*Dataset:*
————————

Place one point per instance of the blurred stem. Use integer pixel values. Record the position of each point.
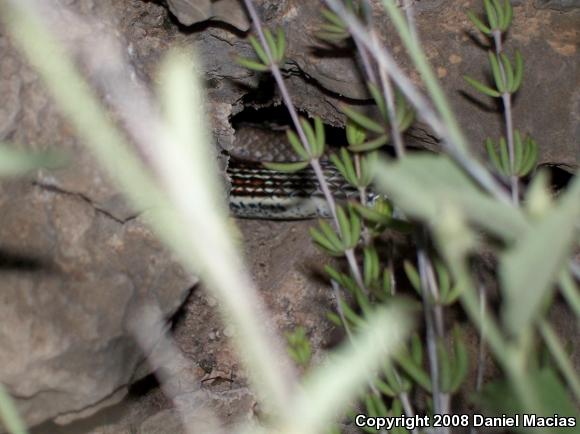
(507, 105)
(429, 324)
(559, 353)
(509, 357)
(570, 292)
(87, 116)
(481, 350)
(9, 417)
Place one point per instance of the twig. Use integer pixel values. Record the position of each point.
(453, 142)
(314, 163)
(507, 105)
(431, 334)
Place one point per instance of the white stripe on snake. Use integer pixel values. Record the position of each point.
(260, 193)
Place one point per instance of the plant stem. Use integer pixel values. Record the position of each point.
(507, 105)
(314, 162)
(570, 292)
(453, 143)
(391, 109)
(431, 336)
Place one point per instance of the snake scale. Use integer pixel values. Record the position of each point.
(260, 193)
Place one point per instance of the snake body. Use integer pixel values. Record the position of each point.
(261, 193)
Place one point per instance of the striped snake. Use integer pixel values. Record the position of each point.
(260, 193)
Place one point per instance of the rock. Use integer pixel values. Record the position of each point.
(190, 12)
(74, 261)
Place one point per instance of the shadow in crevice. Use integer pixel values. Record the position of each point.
(12, 260)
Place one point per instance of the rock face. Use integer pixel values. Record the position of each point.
(74, 260)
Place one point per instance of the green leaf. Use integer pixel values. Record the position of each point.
(259, 50)
(363, 120)
(421, 183)
(416, 349)
(407, 119)
(492, 153)
(331, 235)
(281, 45)
(477, 85)
(286, 167)
(529, 270)
(518, 151)
(444, 367)
(507, 16)
(491, 14)
(355, 229)
(252, 64)
(16, 162)
(324, 242)
(413, 276)
(371, 145)
(496, 72)
(504, 157)
(530, 156)
(344, 225)
(509, 71)
(478, 23)
(414, 371)
(498, 8)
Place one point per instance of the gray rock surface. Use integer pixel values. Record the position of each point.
(74, 258)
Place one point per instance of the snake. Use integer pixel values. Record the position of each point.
(261, 193)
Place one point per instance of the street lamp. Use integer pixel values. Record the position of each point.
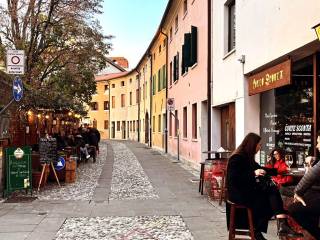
(317, 29)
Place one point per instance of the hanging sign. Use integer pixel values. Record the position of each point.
(274, 77)
(15, 62)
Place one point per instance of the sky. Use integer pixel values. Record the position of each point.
(133, 24)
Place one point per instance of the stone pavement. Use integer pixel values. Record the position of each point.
(132, 192)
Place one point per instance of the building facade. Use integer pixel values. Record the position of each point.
(271, 68)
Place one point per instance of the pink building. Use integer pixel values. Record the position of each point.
(186, 24)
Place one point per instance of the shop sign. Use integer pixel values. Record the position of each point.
(18, 169)
(274, 77)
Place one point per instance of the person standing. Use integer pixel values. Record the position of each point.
(243, 189)
(306, 208)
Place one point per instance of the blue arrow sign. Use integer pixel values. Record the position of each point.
(60, 164)
(17, 89)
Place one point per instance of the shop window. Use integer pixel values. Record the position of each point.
(94, 106)
(286, 116)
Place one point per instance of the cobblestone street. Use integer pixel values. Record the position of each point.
(131, 192)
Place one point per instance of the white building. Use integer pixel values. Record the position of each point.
(249, 40)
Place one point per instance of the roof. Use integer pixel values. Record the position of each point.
(115, 65)
(110, 76)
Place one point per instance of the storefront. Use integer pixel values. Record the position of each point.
(289, 110)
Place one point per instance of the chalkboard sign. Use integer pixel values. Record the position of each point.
(48, 150)
(18, 169)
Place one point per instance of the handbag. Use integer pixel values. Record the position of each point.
(265, 184)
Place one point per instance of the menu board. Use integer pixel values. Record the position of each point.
(18, 169)
(48, 150)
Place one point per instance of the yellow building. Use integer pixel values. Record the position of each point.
(158, 54)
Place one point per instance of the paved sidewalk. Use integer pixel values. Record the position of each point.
(172, 208)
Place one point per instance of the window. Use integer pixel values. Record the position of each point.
(176, 67)
(106, 105)
(137, 95)
(130, 98)
(123, 100)
(106, 124)
(176, 23)
(94, 106)
(170, 77)
(170, 124)
(185, 122)
(176, 123)
(194, 121)
(159, 123)
(113, 101)
(185, 7)
(231, 26)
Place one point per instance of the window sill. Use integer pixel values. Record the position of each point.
(194, 65)
(229, 54)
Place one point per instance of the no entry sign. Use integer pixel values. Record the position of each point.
(15, 62)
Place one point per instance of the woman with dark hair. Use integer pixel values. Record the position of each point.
(243, 189)
(277, 162)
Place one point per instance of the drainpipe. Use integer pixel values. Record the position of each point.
(139, 98)
(166, 128)
(150, 125)
(209, 86)
(109, 109)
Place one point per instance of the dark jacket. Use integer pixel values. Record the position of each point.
(242, 189)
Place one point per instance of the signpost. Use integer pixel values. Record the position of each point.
(17, 89)
(15, 62)
(18, 169)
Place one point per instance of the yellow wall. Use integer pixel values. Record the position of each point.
(100, 115)
(159, 98)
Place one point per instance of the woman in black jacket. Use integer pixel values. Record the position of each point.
(243, 189)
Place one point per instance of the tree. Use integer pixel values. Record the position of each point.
(64, 47)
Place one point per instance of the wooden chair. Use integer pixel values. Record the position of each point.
(233, 232)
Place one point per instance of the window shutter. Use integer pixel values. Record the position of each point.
(194, 45)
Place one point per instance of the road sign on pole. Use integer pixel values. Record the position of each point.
(170, 104)
(17, 89)
(15, 62)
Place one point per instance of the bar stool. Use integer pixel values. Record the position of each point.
(232, 228)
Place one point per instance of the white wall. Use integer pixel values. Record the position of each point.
(273, 28)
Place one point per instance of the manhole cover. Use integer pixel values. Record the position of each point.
(20, 199)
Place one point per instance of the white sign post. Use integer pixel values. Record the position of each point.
(15, 62)
(170, 104)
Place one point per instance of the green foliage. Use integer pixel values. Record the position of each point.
(64, 47)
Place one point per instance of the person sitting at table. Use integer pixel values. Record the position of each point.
(242, 172)
(277, 162)
(305, 209)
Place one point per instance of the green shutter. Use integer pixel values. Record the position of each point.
(194, 45)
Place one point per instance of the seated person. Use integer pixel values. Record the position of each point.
(306, 208)
(277, 162)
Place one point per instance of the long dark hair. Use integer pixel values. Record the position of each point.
(273, 159)
(248, 146)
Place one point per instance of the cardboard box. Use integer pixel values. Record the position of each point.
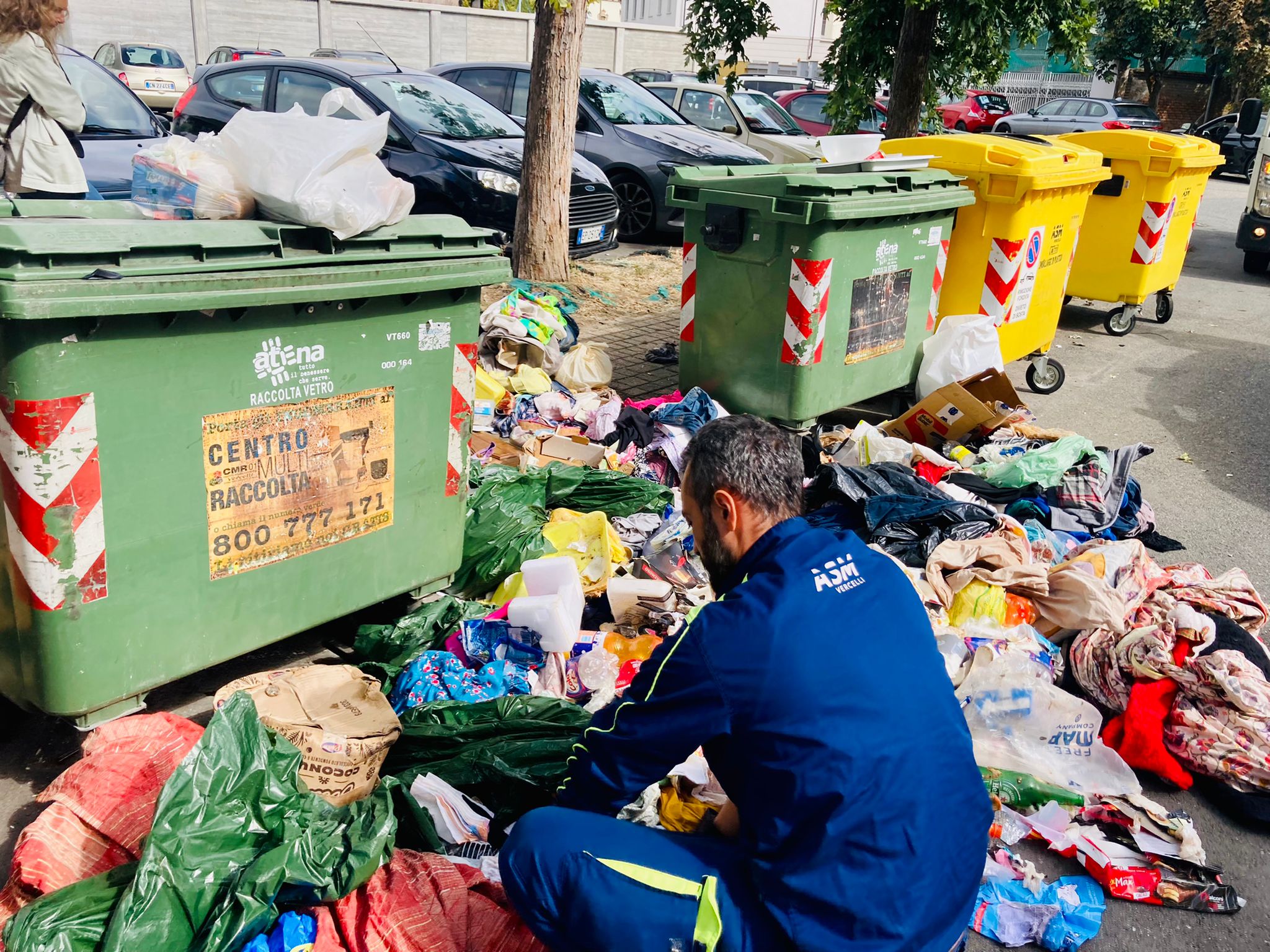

————————

State how many lines in the rows above contain the string "rock", with case counting, and give only the number.

3